**TASK DETAILS**
For the data below, please report each line where the word "that" is found.

**SOURCE RECORDS**

= = = = =

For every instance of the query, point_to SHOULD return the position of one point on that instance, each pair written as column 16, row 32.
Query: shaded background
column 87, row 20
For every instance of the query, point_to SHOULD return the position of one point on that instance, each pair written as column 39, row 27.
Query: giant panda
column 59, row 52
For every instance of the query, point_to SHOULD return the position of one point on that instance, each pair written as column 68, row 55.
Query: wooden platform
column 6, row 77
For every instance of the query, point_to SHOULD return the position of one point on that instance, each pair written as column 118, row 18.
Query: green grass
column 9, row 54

= = = = =

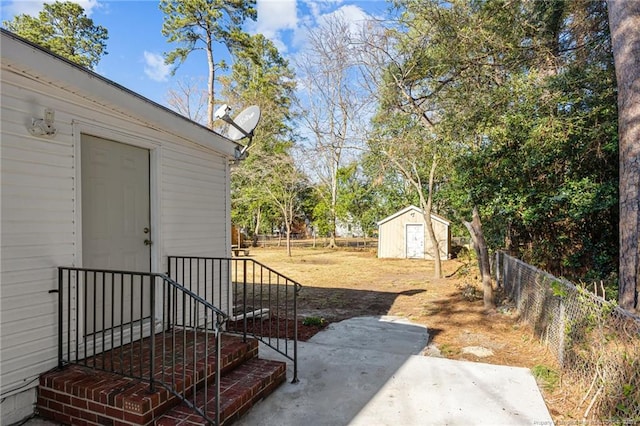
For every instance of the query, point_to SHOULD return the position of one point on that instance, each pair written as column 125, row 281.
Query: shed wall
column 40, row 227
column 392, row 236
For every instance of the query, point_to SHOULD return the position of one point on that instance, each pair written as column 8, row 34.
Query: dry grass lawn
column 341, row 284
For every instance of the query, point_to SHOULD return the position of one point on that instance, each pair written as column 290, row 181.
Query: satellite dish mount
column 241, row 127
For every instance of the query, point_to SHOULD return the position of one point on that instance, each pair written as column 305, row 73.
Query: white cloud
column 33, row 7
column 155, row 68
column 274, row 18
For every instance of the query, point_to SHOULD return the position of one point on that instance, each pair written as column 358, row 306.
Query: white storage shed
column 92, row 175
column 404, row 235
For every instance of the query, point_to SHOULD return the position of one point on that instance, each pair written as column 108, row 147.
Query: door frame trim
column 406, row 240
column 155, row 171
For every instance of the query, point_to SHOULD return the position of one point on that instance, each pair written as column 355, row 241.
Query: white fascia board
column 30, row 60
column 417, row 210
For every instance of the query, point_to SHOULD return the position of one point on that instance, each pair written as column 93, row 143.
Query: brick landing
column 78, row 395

= = = = =

**PROBLEM SOLUTION**
For every instance of the query, point_to SHOULD return the position of one point on that instance, each pair written as column 16, row 32.
For every instance of the query, point_to SHOULD return the position of one point on that instance, each pair written as column 39, row 27.
For every instance of the query, point_to SHOULD return the position of one point on that instance, each pair written as column 68, row 55.
For every instance of the query, point_to SHOULD return the position of one point on that instance, each pair written as column 118, row 18.
For every instance of the query, point_to SHOULD return the position of one point on that instance, each pair written as column 125, row 281.
For every instance of the query, point_to SHOULD return the position of one point on that instance, each pair written as column 8, row 34.
For every instance of the query, point_to SHOULD return the position of one point on that instance, each pair written as column 290, row 181.
For every instance of the query, point_to SHOULD return the position of one point on that instance, each pair written as column 305, row 73.
For every instance of the query, point_to SHOULD return the position of one point on that instance, each pair written as column 358, row 306.
For every instance of the query, point_to SHOULD return the position of one point on that instance, each pair written as column 108, row 147.
For every instance of the query, point_to SHOULD return the position of one point on that instance, each pair written as column 355, row 241.
For every instance of the query, point_to SHOULD return the position of one point on that instance, each pair written as column 93, row 143.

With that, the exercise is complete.